• [YOUR OBJECTIVE] Rewrite the listing from the line containing "Each instance receives one keypoint. Mark the motorcycle license" through the end of the listing, replacing "ancient brick facade" with "weathered stone facade" and keeping everything else unchanged. Leave the pictures out of your answer.

+===+

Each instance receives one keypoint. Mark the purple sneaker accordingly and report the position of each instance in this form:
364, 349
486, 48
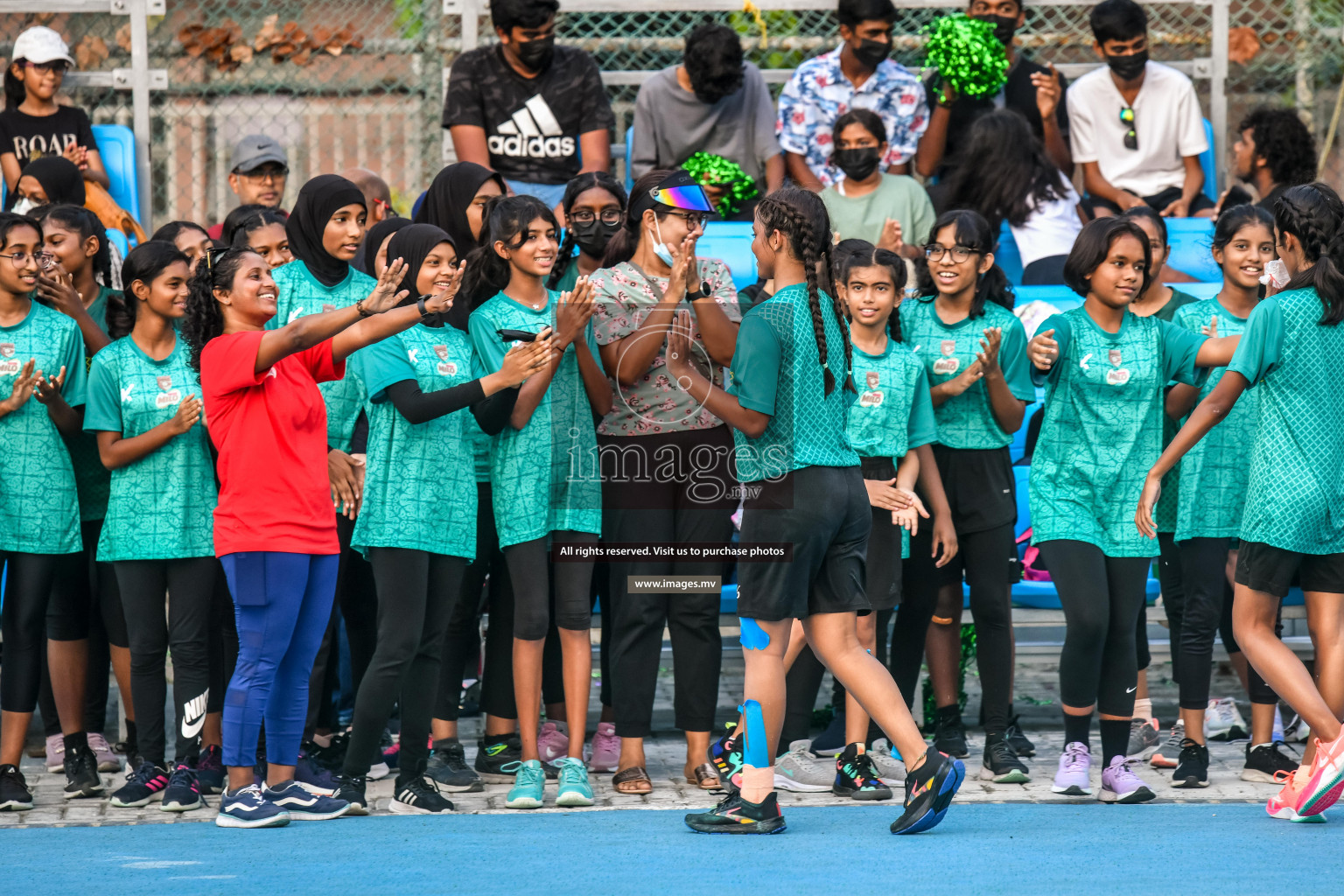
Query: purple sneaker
1074, 775
553, 740
604, 751
1120, 783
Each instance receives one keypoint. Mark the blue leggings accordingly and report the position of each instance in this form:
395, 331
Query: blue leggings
283, 604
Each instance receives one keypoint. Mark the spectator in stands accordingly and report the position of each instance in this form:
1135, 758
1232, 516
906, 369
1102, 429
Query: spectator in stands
1027, 191
1031, 89
854, 75
257, 175
32, 125
890, 211
531, 110
712, 102
1276, 150
1136, 125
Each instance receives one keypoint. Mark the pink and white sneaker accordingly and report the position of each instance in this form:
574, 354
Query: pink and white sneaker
604, 751
553, 740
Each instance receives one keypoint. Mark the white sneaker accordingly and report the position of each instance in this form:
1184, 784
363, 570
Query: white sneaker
802, 773
892, 771
1223, 720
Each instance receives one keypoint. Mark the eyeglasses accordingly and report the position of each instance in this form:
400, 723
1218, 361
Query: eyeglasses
58, 66
1126, 117
608, 215
933, 251
265, 173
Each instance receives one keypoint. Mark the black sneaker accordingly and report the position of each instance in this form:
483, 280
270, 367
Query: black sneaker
1002, 763
420, 797
949, 737
929, 792
353, 788
448, 767
14, 790
1193, 766
737, 816
82, 774
857, 778
1266, 760
1018, 740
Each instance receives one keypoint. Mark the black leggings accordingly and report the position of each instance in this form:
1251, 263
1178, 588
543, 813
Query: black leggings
531, 572
1101, 597
416, 595
188, 587
1206, 607
23, 625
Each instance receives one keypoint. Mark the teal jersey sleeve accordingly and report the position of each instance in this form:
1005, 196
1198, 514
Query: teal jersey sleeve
1180, 348
1261, 348
756, 364
924, 426
102, 409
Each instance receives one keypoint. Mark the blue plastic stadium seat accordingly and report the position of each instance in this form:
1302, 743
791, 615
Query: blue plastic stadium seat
117, 147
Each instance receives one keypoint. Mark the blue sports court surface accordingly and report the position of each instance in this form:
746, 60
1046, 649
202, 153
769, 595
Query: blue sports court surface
1015, 848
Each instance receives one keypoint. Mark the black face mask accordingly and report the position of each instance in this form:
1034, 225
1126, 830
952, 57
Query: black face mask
857, 164
1128, 67
593, 235
872, 52
1004, 27
536, 54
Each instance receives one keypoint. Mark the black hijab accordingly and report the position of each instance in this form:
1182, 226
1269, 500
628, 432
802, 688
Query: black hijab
452, 191
60, 178
318, 202
374, 238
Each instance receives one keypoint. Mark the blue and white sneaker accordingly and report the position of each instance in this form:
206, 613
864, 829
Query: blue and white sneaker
304, 803
576, 788
528, 785
248, 808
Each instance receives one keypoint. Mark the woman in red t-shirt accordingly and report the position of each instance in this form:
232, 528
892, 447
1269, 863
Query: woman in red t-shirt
275, 528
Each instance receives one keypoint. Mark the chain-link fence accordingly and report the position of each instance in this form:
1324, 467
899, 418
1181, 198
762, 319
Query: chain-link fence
360, 82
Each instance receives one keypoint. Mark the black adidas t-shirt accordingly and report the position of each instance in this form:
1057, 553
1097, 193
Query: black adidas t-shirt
35, 136
533, 125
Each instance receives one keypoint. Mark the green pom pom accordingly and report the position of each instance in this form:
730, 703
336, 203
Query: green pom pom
967, 55
726, 175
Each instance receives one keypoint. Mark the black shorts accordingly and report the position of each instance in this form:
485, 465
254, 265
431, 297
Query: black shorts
1263, 567
883, 579
824, 514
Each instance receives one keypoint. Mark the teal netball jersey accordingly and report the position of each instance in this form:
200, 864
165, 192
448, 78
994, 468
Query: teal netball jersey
40, 508
777, 371
967, 421
543, 477
1102, 429
300, 293
1294, 496
420, 485
1215, 472
162, 507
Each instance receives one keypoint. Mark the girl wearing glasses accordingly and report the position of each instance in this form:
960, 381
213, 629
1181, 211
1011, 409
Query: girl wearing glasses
42, 383
32, 124
651, 274
973, 348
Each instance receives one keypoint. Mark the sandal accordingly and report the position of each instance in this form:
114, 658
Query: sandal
706, 778
632, 782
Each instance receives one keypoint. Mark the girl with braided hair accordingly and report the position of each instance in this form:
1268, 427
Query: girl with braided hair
789, 407
1293, 517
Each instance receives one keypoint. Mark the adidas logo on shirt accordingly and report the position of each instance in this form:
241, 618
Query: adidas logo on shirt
531, 132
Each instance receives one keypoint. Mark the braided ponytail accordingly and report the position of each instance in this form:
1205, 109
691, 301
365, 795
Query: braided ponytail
1314, 214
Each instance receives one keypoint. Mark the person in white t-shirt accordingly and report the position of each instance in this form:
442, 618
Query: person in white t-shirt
1027, 190
1136, 125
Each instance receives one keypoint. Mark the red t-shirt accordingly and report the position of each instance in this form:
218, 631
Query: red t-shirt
270, 430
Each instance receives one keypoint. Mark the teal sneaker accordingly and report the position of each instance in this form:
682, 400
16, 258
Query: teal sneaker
528, 785
576, 788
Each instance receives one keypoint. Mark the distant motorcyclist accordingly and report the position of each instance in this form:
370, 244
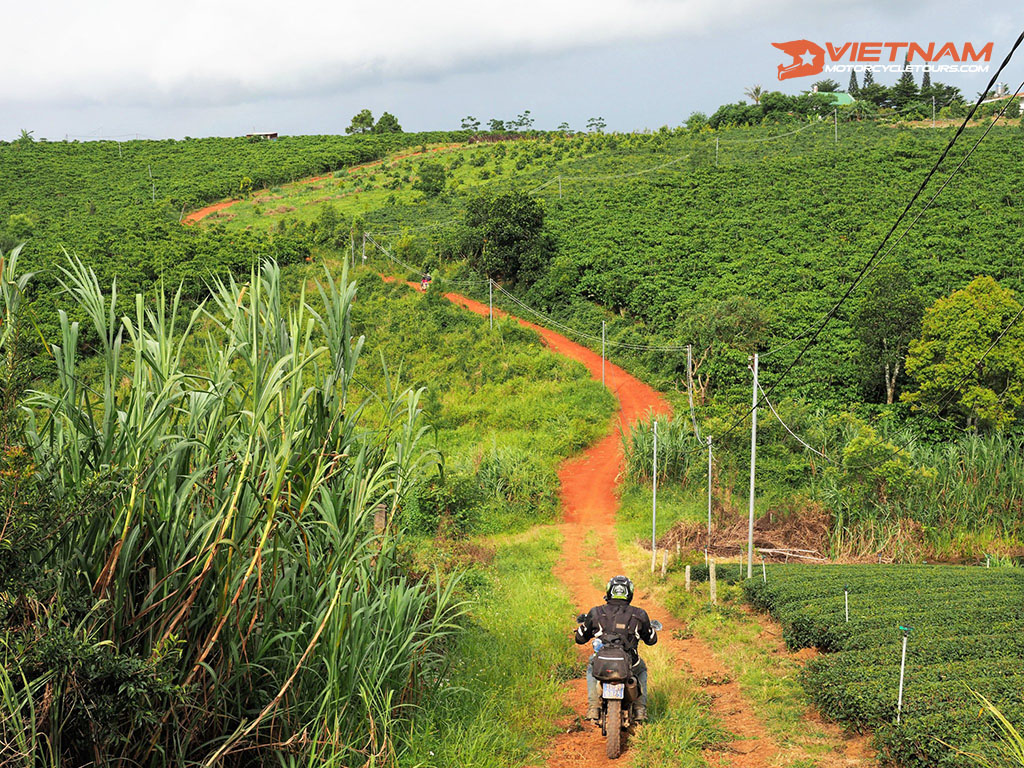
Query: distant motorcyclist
617, 620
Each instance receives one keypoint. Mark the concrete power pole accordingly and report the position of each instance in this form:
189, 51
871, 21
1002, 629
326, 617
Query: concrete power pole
709, 492
653, 507
754, 455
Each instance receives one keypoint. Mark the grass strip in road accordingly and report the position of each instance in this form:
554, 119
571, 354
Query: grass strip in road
504, 694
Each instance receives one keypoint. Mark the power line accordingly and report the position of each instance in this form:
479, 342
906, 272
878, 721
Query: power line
785, 426
869, 267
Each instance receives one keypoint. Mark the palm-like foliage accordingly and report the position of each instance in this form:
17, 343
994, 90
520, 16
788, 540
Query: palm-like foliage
755, 93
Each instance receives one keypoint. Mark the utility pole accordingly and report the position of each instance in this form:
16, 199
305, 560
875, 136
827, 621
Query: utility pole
602, 353
754, 453
653, 509
709, 494
689, 388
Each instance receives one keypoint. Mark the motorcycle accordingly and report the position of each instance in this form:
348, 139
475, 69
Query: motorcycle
613, 671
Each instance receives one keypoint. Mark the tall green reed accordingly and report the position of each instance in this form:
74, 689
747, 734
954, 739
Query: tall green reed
224, 516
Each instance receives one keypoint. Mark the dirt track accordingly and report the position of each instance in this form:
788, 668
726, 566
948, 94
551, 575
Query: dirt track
201, 213
590, 500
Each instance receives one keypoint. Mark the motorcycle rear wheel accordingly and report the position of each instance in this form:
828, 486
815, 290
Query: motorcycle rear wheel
613, 726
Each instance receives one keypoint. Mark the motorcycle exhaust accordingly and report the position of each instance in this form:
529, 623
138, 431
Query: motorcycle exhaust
632, 689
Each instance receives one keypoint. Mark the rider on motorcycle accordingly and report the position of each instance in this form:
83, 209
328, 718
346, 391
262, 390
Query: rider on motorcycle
617, 619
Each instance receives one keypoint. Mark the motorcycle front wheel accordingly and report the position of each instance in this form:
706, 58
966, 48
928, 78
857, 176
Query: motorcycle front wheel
613, 726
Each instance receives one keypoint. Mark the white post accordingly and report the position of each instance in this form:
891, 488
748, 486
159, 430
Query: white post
653, 507
754, 454
902, 669
709, 493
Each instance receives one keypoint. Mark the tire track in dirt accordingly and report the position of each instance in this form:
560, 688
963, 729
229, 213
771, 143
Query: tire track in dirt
590, 499
201, 213
590, 555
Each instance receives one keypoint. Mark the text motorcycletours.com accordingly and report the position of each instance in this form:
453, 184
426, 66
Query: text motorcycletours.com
808, 58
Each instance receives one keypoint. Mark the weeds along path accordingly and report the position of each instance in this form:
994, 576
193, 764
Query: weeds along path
201, 213
590, 499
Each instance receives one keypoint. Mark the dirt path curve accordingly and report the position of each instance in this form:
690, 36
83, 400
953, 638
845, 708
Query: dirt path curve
589, 488
201, 213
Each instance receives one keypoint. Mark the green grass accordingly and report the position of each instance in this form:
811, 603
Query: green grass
504, 692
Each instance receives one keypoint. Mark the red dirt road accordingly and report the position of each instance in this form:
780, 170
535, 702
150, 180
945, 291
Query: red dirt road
202, 213
590, 499
590, 556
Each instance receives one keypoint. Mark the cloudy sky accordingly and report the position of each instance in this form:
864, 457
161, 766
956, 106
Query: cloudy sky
113, 68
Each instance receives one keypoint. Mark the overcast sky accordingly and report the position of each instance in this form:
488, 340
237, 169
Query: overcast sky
113, 68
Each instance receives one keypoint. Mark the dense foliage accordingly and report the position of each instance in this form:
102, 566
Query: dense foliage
118, 206
967, 634
202, 558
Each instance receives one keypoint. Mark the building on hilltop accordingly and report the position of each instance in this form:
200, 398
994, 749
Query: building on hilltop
839, 98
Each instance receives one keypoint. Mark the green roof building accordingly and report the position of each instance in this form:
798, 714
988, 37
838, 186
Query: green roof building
840, 98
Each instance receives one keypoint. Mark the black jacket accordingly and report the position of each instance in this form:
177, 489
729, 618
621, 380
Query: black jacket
617, 621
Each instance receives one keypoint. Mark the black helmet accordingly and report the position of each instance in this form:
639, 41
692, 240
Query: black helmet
620, 588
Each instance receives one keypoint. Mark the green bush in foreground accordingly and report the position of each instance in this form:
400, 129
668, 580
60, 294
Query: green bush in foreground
967, 635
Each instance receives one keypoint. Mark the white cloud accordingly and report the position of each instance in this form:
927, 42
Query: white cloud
210, 52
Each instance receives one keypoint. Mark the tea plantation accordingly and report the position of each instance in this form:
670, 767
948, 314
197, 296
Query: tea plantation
966, 634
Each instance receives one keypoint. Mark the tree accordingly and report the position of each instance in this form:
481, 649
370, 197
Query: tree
696, 121
505, 238
361, 123
905, 90
431, 179
387, 123
524, 122
886, 321
870, 91
962, 365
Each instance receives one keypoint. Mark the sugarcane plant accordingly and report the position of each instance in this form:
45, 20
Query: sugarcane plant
228, 544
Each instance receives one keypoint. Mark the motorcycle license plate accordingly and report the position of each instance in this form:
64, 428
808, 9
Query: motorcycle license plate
614, 690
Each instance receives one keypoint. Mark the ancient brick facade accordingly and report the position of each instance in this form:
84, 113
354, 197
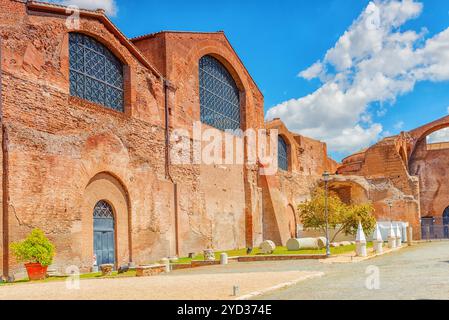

+===+

• [RESULT OF THE TASK]
Each instance receives one keypoint. Mark the motorcycle license plate accordingly and report the position of each instance in this form:
64, 428
808, 9
Query: motorcycle license plate
614, 690
Each instance receives one keypoint. Mark the weathered stone facade accordingly and report the position of each instance in this form:
84, 113
354, 197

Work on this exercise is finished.